Problem: Restate each of the lines below word for word and drop every picture.

**********

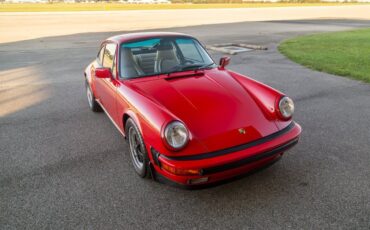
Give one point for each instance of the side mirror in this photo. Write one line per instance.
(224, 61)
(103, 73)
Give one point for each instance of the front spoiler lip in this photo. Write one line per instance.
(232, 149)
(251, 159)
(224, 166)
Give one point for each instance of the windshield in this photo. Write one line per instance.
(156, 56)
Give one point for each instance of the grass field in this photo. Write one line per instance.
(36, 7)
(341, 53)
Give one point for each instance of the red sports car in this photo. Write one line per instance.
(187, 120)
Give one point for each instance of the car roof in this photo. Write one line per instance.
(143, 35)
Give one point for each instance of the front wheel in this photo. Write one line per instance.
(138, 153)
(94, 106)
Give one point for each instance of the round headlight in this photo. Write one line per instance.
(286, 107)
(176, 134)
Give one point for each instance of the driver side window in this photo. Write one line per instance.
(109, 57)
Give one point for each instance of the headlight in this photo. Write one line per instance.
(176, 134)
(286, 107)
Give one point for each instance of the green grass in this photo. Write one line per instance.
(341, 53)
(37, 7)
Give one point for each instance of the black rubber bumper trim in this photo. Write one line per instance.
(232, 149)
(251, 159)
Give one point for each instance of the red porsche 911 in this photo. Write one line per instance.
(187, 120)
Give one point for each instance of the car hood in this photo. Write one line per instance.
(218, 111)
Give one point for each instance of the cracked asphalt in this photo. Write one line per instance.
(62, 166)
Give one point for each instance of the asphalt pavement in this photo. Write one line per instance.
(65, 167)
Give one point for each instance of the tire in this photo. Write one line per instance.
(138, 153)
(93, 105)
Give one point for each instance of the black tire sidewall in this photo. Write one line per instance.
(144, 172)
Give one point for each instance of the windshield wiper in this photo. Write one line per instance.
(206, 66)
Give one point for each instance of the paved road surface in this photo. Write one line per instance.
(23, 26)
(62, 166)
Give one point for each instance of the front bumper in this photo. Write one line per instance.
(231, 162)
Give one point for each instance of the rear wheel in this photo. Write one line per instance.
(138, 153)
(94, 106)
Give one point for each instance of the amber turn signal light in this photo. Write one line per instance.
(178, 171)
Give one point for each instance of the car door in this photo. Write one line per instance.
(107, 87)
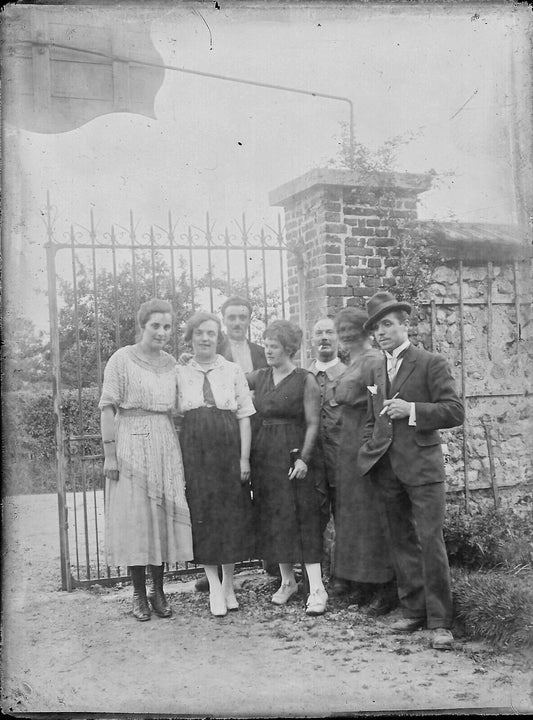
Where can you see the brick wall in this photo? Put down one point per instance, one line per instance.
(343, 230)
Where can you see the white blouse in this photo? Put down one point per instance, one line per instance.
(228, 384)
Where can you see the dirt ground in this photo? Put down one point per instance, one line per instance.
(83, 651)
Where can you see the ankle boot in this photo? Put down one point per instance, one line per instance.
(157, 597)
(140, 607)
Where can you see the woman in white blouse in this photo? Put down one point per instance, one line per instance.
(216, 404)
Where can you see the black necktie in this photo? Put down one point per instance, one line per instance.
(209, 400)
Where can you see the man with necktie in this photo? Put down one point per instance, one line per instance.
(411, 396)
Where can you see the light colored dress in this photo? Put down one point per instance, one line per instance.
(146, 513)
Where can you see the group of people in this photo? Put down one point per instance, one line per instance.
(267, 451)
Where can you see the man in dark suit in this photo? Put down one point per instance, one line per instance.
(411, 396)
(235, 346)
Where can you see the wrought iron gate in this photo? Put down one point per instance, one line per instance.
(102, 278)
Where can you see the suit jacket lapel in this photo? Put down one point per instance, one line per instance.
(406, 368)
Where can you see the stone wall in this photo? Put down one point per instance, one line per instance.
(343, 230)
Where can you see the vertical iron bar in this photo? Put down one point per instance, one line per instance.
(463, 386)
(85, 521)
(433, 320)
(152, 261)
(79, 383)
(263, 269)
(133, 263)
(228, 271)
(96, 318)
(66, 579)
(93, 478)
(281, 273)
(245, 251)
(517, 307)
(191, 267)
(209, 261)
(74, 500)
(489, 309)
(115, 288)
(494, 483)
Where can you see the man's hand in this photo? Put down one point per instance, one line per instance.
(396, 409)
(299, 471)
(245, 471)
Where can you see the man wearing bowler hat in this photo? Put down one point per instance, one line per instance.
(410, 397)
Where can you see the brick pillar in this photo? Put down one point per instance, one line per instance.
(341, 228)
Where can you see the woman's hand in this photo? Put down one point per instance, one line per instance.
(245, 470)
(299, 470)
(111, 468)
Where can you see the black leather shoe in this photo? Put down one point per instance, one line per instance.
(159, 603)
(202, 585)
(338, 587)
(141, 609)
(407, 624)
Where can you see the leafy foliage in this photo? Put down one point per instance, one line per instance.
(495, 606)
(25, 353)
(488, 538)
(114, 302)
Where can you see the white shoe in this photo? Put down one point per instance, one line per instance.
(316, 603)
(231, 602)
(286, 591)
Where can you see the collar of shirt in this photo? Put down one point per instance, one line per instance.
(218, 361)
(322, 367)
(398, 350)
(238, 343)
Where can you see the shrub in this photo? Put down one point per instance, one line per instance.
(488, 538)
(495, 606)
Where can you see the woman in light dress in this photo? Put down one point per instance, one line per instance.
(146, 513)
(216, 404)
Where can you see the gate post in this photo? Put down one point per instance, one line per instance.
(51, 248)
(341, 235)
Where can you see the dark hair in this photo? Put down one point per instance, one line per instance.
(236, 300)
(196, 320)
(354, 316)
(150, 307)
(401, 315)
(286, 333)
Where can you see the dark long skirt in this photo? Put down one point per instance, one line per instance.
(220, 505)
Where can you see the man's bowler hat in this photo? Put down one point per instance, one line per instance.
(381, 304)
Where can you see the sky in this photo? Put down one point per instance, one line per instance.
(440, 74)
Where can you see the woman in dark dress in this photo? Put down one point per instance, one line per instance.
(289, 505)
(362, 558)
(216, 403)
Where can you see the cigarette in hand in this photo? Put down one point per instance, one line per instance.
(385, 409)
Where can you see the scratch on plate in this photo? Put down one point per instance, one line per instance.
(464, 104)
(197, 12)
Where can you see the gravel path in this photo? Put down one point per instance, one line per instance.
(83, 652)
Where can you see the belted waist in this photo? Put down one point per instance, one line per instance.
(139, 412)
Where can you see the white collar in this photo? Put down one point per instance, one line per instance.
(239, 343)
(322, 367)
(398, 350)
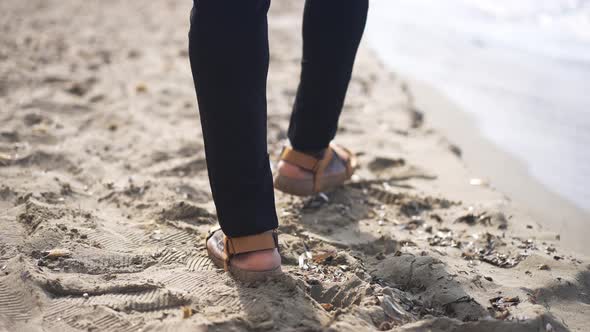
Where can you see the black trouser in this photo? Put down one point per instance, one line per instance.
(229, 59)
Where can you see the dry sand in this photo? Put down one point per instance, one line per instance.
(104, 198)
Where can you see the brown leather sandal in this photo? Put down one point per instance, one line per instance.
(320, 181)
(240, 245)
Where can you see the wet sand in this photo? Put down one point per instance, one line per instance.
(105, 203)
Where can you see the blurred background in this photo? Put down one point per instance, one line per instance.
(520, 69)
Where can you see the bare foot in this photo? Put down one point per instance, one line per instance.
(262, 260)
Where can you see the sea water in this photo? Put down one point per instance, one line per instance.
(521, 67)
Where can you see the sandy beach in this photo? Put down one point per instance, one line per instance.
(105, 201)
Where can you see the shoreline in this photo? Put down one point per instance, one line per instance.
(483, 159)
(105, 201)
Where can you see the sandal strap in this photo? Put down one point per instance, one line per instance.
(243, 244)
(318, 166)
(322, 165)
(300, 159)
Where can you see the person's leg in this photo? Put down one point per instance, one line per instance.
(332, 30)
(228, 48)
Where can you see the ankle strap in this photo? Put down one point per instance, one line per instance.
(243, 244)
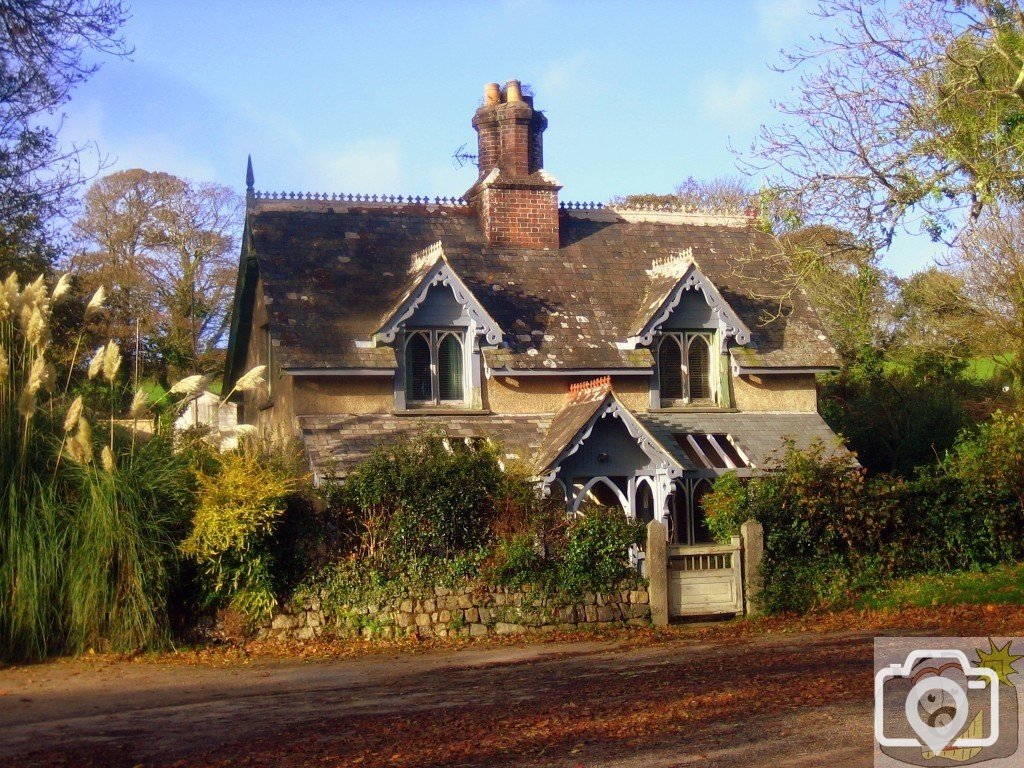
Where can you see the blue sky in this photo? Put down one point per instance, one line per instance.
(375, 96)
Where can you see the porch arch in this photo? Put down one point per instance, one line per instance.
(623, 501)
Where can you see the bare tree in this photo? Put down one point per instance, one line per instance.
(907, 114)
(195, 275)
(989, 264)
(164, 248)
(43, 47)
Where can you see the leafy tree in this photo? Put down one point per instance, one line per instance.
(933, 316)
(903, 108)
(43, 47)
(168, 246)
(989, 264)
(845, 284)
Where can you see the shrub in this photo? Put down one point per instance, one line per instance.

**********

Answer for the task:
Give one point for each instance of the side mirror in this photo. Write one line per instance.
(224, 61)
(103, 73)
Give one point for each instance of the front spoiler lip in this photo. Write one line per instance.
(232, 149)
(251, 159)
(224, 166)
Give one point for each instance of the windshield in this photo. Write one line per instance.
(156, 56)
Give one point for each instance of the grass field in this photo. Write one line per instance.
(36, 7)
(341, 53)
Give one point for each instance of the red sports car in this photo. Write one line per instance.
(187, 120)
Give one point for each instance of the car roof in this photo. Write one line per instance.
(143, 35)
Give one point for each instance of the front wheel in this photo. Write one line per instance.
(138, 153)
(94, 106)
Give one point for each instance of the round headlight in this photo. Write one line per instance.
(286, 107)
(176, 134)
Give one point for each instance of the driver side window in this photo. Write one line per instance.
(109, 57)
Give one point for each instance of the headlight in this photo. Write one line per instance.
(176, 134)
(286, 107)
Give one point for each instance of the green grass in this photo. Write one line per instance.
(341, 53)
(37, 7)
Give one point for each instance of the black rubber bumper trim in this photo. Write one line per instance.
(232, 149)
(251, 159)
Give one point for each instance of the red porsche 911 in this photo. Write one line per instance.
(187, 120)
Give one point for each instance of the car hood in this photo. Write one line per instance.
(218, 111)
Give one point for each instance of the cracked asphalt in this photo. Write one line per instance.
(62, 166)
Give one point for each instance of the asphalt pavement in this photo. Write one line per instance.
(65, 167)
Give one point for each instance of the tire in this photo. Write one line per instance.
(138, 153)
(93, 105)
Give one point for each instance of the black tire sidewall in this photo. Write one line per instance.
(144, 172)
Give one point for each instance of the windshield wiper in this photo. Write one line per instance.
(206, 66)
Give one point for each instance of the paved road surface in this photo. Write one line per instance.
(23, 26)
(62, 166)
Give one point for each instance of the front bumper in this photo. Write one line per instance.
(231, 162)
Give one point for each instance of the rear wheel in this photo. Write one line per instance.
(138, 153)
(94, 106)
Give one point for each instance of the amber turn signal light in this photo. Write one line per instance.
(178, 171)
Give one point for each instance of the car door in this photo. Write one line per instance.
(107, 87)
Where can you see the brick wall in this photo? Put down one point per instance, one line per instance.
(343, 230)
Where can you see the white blouse in this photo? Put down one point per instance, one line per instance.
(228, 384)
Where can you see the dirt ground in this photo? Put down one point per instance, one line per instance.
(83, 651)
Where can you see the ankle boot in this photo? Put down one point per instance, one line per instance.
(157, 597)
(140, 607)
Where can you see the woman in white blouse in this photo? Put down one point per instance, one line per instance.
(216, 404)
Where can you see the black necktie in this photo? Put down one point per instance, one line per instance.
(209, 400)
Where can you see the man with necktie in this photo? Put down one point per instance, one line per instance.
(411, 396)
Where can you see the light colored dress in this photo? Put down one point per instance, one line per instance.
(146, 513)
Where can you see the group of people in this photo? Put down one point per instance, one line per instance.
(267, 451)
Where can you see the man in dark suit in this photo? Put down one point per instance, one line per instance.
(411, 396)
(235, 346)
Where can you see the wrought iron gate in this photo? Put down one point per instance, one line per instance.
(102, 278)
Where can you see the suit jacket lapel in this photo? Put down one point per instance, one line per instance.
(406, 368)
Where can you see the stone wall in this photo? Put down one point per instance, one line per instance.
(343, 230)
Where can you see the vertical iron bar in this photo? Put down one point per instance, one line per instance.
(463, 386)
(85, 521)
(433, 320)
(152, 261)
(79, 383)
(263, 269)
(133, 263)
(228, 271)
(96, 318)
(66, 579)
(93, 478)
(281, 273)
(245, 251)
(517, 307)
(191, 267)
(209, 261)
(74, 500)
(489, 309)
(115, 288)
(494, 483)
Where can you see the man's hand in this photo? Put down one point per instance, one line per instance.
(396, 409)
(299, 471)
(245, 471)
Where can you see the man wearing bowler hat in this photo? Put down one point per instance, one line per instance.
(410, 397)
Where can you see the brick pillar in this photo? Put down one point per instance, one line per instance.
(341, 228)
Where can you see the woman's hand in this photo? Put down one point per instance, one line per instance.
(245, 470)
(299, 470)
(111, 468)
Where can you see the black leather shoe in this photo? Put down one point per instance, one line per instance.
(159, 603)
(202, 585)
(338, 587)
(141, 609)
(407, 624)
Where can you see the leafy foliage in this photo? Put down one point per instance, one line per instance.
(495, 606)
(25, 353)
(488, 538)
(114, 302)
Where can you see the white shoe in this photo? Put down one point per instance, one line per instance.
(316, 603)
(231, 602)
(286, 591)
Where can you see the collar of shirt in this photo? Put down one point per instance, one line per instance.
(218, 361)
(322, 367)
(398, 350)
(238, 343)
Where can you see the shrub in this photo? Put down one point per instance, one line per instance.
(488, 538)
(495, 606)
Where can you see the woman in light dress in this photo? Put down one point per instance, one line per instance.
(146, 513)
(216, 404)
Where can you see the gate post in this photo? Put down one point per instance, one line per instance.
(51, 248)
(341, 235)
Where can you see the dark hair in this photo? Put down one point per instance, one line per instance.
(236, 300)
(196, 320)
(354, 316)
(150, 307)
(401, 315)
(286, 333)
Where can you see the dark long skirt in this photo? Put down one point per instance, one line per instance.
(220, 505)
Where can you see the man's bowler hat in this photo? Put down one point per instance, one line per instance.
(381, 304)
Where can you see the sky in this photo? Put down one point per instance, one line per instance.
(440, 74)
Where can you see the woman in dark dress in this photo? Put down one point per instance, one line per instance.
(289, 505)
(362, 558)
(216, 403)
Where can you see the cigarette in hand in this photo? Put down one point per instance, one line per instance.
(385, 409)
Where can you see the scratch on plate in this photo? Put down one point per instance, one line per instance.
(464, 104)
(197, 12)
Where can you see the gravel path in this photo? Put down one point per instance, one line per instance.
(83, 652)
Where can you see the belted waist in this photo? Put down one point per instance, one line per instance.
(139, 412)
Where can you see the white collar in this photo? Put down one point per instance, one line per instance.
(239, 343)
(322, 367)
(398, 350)
Where can you see the black trouser in this photo? Put down one point per instance, one line per instance.
(229, 59)
Where can you see the dry sand in this photo? Put down one point per instance, one line per instance.
(104, 198)
Where can you see the brown leather sandal in this photo? Put down one point per instance, one line per instance.
(320, 181)
(240, 245)
Where can you see the wet sand in this photo? Put down one point per instance, one line per instance.
(105, 203)
Where can you see the blurred background in this photo? Put down one point per instance, one line per instance.
(520, 69)
Where can you see the bare foot in this photo? Put down one point per instance, one line per instance.
(262, 260)
Where can you see the sea water in this photo? Put down one point per instance, one line per instance.
(521, 67)
Where can you see the sandy beach in this photo? Put down one point per instance, one line per instance.
(105, 201)
Where can you see the shoreline in this photo? Put down one point per instance, one line per instance.
(483, 159)
(105, 201)
Where can you see the sandal strap in this photo? Put down one point per instance, one line per instance.
(243, 244)
(318, 166)
(322, 165)
(300, 159)
Where can you see the person's leg in this photo? Put down one point per instance, one line per instance.
(332, 30)
(228, 48)
Where can you see the ankle strap in this photo? Put down one point per instance, one line per instance.
(243, 244)
Where can you see the blue sky in this photo? Put down one point per instance, one line per instance.
(375, 96)
Where can you see the porch arch in this photo? Put down one point per instance, one line per instance.
(623, 501)
Where can you see the bare tree in this photo? Put down one point per instance, one line per instance.
(907, 114)
(195, 275)
(989, 264)
(164, 248)
(43, 47)
Where can you see the leafy tree in this photo? Put down one point per instance, one line per instance.
(933, 316)
(903, 108)
(43, 47)
(168, 246)
(989, 264)
(845, 284)
Where can you see the shrub in this photo? Put down one point per instance, one line per instance.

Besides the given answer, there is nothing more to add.